## Data extracts
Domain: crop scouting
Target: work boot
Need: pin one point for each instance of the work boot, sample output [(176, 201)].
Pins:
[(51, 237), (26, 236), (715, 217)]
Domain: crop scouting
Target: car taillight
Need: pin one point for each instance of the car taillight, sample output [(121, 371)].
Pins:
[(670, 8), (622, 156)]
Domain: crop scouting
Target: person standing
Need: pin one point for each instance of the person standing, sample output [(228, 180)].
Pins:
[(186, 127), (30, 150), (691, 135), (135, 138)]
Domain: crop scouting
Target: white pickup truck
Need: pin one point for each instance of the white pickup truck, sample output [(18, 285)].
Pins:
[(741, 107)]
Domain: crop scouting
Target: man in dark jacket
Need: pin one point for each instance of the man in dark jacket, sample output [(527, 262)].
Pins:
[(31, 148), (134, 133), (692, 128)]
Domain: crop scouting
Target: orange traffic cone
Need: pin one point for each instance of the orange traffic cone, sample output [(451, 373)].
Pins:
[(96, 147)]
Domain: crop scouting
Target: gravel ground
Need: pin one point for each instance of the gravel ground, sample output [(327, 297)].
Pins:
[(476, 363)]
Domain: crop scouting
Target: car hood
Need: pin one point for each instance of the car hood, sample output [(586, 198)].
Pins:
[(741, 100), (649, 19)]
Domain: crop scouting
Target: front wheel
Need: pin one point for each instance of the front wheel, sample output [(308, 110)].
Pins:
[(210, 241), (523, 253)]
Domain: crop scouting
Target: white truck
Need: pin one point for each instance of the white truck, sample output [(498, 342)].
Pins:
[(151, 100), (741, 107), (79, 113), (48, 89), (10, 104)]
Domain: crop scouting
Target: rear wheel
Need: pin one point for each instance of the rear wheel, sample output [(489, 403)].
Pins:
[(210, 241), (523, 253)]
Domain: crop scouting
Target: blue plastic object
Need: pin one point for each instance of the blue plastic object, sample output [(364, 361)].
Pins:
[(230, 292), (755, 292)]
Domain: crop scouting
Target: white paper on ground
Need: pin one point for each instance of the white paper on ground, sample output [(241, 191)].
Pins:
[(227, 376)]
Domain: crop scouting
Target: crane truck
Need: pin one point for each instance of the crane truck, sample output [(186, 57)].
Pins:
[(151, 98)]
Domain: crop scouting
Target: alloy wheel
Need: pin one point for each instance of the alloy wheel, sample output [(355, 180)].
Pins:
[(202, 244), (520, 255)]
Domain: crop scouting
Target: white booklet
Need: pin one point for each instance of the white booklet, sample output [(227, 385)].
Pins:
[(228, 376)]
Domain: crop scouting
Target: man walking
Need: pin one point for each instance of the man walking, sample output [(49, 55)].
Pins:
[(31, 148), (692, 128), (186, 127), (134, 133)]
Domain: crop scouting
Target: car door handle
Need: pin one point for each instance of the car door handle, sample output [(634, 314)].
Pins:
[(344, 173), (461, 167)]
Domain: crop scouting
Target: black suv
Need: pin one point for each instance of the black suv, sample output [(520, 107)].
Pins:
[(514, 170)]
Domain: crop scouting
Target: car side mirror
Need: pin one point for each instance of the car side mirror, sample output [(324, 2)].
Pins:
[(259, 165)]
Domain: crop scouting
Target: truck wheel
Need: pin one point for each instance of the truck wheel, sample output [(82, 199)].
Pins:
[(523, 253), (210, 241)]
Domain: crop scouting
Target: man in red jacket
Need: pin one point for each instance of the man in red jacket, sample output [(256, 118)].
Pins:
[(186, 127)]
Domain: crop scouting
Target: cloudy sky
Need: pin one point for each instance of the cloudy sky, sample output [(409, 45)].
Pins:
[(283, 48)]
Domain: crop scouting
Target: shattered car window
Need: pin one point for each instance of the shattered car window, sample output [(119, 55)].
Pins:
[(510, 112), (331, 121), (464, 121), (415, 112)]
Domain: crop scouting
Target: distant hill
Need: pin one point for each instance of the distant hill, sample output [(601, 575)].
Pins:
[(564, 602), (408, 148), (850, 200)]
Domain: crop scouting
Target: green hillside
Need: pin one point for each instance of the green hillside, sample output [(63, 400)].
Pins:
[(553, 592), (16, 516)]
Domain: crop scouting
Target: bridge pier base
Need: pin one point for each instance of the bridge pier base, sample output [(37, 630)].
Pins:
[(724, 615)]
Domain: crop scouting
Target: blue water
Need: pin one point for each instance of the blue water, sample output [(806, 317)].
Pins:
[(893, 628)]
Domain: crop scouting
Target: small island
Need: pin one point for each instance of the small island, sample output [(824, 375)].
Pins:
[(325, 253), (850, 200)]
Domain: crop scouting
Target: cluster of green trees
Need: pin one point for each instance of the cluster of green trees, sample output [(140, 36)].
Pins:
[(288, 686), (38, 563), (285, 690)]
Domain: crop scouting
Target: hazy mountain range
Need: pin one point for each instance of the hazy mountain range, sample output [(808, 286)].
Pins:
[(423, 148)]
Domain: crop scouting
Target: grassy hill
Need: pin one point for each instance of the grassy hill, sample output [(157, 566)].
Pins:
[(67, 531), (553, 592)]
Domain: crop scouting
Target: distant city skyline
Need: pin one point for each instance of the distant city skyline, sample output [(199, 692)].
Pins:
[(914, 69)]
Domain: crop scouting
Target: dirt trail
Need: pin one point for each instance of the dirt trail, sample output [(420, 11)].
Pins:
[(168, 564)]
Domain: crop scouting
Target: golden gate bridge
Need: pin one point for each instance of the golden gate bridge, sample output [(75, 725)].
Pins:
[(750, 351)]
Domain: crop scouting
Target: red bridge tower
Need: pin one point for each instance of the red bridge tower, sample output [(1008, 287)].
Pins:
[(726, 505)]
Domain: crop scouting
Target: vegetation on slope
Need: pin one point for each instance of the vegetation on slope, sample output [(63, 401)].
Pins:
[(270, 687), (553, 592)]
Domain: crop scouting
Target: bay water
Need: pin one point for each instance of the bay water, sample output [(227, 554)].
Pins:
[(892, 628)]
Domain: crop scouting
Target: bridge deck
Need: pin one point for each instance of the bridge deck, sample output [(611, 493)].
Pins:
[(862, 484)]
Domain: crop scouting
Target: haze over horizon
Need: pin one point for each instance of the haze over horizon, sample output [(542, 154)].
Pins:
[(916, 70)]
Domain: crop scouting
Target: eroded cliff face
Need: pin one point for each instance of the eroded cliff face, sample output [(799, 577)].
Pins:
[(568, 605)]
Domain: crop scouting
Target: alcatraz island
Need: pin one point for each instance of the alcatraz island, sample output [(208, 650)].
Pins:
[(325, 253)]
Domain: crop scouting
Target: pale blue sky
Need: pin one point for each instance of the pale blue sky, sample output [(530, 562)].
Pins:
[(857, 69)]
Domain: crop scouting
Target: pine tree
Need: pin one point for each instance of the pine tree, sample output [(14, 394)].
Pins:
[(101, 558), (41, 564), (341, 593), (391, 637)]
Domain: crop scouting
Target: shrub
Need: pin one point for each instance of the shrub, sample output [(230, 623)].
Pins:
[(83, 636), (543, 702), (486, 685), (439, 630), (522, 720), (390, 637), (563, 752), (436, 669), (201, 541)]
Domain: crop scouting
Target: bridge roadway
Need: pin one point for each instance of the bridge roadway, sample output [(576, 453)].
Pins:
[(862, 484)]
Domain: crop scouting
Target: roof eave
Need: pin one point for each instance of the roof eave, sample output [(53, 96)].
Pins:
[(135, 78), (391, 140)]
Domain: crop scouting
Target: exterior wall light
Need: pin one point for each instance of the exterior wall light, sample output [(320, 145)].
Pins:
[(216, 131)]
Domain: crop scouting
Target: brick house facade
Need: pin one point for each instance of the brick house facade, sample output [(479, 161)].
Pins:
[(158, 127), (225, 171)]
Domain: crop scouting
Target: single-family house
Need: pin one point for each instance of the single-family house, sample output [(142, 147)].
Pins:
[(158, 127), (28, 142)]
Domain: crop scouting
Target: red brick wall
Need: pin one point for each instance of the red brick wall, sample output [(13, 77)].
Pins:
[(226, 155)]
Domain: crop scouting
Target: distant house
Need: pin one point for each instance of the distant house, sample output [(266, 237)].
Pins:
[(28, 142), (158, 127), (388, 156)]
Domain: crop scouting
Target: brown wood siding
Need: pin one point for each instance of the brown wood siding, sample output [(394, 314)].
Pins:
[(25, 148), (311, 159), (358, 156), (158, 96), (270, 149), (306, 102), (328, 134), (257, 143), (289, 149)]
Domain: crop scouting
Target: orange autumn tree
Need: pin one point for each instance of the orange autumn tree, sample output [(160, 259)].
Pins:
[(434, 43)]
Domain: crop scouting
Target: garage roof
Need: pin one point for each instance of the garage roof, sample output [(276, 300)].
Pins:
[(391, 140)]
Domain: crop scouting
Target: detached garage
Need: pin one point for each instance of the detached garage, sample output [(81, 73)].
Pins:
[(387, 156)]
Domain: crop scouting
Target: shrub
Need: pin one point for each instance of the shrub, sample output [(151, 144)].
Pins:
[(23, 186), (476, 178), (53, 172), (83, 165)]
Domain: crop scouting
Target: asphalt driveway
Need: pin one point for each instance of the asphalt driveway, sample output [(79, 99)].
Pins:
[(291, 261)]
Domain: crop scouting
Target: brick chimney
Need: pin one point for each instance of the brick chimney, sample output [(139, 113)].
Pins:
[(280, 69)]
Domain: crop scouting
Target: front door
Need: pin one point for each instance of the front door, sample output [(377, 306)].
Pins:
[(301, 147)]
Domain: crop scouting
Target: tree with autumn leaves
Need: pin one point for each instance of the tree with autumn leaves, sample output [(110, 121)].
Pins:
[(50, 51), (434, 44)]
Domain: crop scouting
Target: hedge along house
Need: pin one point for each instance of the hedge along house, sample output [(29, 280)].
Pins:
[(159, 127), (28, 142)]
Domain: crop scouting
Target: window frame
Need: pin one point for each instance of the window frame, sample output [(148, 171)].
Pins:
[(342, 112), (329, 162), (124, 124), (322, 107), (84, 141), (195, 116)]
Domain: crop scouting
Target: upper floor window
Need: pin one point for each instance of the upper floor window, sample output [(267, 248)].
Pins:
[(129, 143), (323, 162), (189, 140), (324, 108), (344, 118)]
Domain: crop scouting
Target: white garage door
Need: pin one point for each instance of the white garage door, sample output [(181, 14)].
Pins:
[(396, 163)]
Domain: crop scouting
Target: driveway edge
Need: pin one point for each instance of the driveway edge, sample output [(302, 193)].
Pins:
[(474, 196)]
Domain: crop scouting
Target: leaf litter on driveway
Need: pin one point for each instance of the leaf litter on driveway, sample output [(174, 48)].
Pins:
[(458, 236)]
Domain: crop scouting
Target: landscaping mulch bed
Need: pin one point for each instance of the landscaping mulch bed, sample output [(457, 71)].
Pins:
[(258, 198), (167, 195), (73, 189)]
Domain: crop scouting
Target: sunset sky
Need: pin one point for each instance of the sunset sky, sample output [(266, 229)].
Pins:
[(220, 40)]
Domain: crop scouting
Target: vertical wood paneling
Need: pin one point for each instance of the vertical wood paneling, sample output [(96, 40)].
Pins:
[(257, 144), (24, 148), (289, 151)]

## Exercise directions
From the data above, work out how many lines hold "cone". Answer with the number alone.

## Output of the task
2